Given instruction => Copy out the entries below word for word, including every point, but omit the pictures.

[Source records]
★ ★ ★ ★
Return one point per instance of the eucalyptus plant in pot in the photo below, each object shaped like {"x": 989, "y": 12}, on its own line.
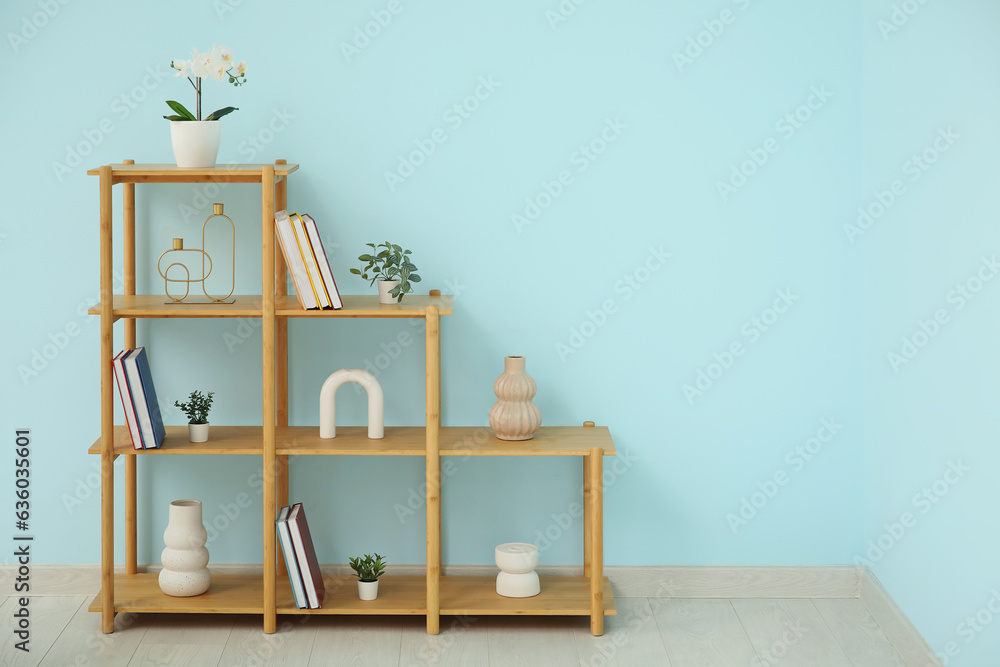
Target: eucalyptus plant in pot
{"x": 196, "y": 408}
{"x": 196, "y": 140}
{"x": 368, "y": 568}
{"x": 390, "y": 266}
★ ★ ★ ★
Solution for this task =>
Return one point per instance of the eucalyptus plant in pot in the photo below, each object shaped like {"x": 989, "y": 12}, on its own line.
Target: eucalyptus plant in pot
{"x": 196, "y": 408}
{"x": 196, "y": 140}
{"x": 368, "y": 568}
{"x": 390, "y": 266}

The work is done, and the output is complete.